- **What the task requires**: Give the data again exactly as it appears.

- **Data for review**:
#####

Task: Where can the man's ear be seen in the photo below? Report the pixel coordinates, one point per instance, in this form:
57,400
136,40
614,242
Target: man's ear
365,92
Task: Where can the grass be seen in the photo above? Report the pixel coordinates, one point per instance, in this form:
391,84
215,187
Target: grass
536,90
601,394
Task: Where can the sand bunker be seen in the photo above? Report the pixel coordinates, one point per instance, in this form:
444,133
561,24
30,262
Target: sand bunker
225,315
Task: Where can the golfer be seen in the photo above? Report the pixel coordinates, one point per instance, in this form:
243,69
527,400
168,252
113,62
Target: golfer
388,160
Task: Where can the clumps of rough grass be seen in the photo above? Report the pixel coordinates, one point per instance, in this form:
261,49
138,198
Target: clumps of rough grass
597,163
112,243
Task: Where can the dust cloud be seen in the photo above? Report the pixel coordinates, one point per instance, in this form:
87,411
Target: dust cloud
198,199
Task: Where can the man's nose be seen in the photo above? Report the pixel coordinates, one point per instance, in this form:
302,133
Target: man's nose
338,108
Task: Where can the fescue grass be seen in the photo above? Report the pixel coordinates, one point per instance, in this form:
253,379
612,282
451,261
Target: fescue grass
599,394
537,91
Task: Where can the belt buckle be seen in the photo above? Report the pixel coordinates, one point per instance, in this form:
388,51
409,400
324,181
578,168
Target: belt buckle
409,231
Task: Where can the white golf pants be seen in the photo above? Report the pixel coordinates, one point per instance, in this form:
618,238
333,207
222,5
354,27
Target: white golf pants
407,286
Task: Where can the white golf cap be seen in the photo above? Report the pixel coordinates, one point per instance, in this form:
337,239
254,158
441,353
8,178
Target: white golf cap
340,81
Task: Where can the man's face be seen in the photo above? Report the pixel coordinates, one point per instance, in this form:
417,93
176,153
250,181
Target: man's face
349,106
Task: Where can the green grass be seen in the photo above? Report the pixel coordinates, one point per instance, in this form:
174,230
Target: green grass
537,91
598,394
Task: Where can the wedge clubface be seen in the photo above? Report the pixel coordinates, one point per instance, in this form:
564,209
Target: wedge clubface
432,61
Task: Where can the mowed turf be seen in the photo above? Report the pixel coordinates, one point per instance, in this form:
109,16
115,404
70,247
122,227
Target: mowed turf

#####

- **Written reply**:
Task: Where can the man's ear be seen in the photo below? Report the pixel coordinates, one point per instance, in this form:
57,400
136,40
614,242
Target: man's ear
365,92
Task: Where can the grass be seen in the photo above? Report the pixel coordinates, one point per instance, in this form:
391,84
215,187
Target: grass
536,90
601,394
Task: Where can the sand bunker be seen in the photo above? Report the pixel coordinates, one point per instance, in this form:
444,133
561,24
30,262
Target: sand bunker
225,315
Task: Where can the golfer be seen in the photo above? Report the pixel coordinates, one point per instance, in this form:
243,69
527,400
168,252
113,62
Target: golfer
388,160
Task: Where can the clumps of rough grass be seen in the photo above? Report the pixel coordinates, one point per instance, in this form:
261,49
138,198
Target: clumps of rough grass
597,163
112,243
Task: Where can the dust cloud be seen in the photo above? Report the pixel coordinates, one point per instance, in this form:
87,411
Target: dust cloud
198,199
Task: Where can the man's nose be seen in the photo above? Report the pixel coordinates, one point per instance, in this form:
302,133
Target: man's nose
338,108
Task: Where can the fescue grass be seen in the photo above? Report the pixel coordinates, one point per instance, in this form:
253,379
612,282
451,261
Target: fescue grass
599,394
537,91
Task: Where can the belt buckle be seen in the photo above? Report the pixel coordinates, one point per instance, in this form:
388,51
409,400
324,181
578,168
Target: belt buckle
409,231
Task: Where can the white golf pants be seen in the photo above? Report the pixel coordinates, one point per instance, in this form:
618,238
333,207
222,5
354,27
Target: white golf pants
407,286
Task: Where can the white golf cap be seen in the photo above? Report the pixel coordinates, one point per instance, in this form:
337,239
254,158
441,353
8,178
Target: white golf cap
340,81
Task: Where can the man's face be seen in the photo above? Report the pixel coordinates, one point per instance, in this form:
417,93
176,153
250,181
Target: man's face
349,106
Task: Where can the green grass be seen in the photo above? Report the pixel coordinates, one point per instance, in this form:
174,230
Target: green grass
537,91
598,394
Task: Where can the wedge clubface be seen in the photo above? Report the pixel coordinates, one point per instance, in this form:
564,209
Target: wedge clubface
432,61
Task: Where can the mowed turf be seen in the photo above? Report the pixel coordinates, one point per instance, in this form:
109,16
115,404
70,247
122,227
Target: mowed turf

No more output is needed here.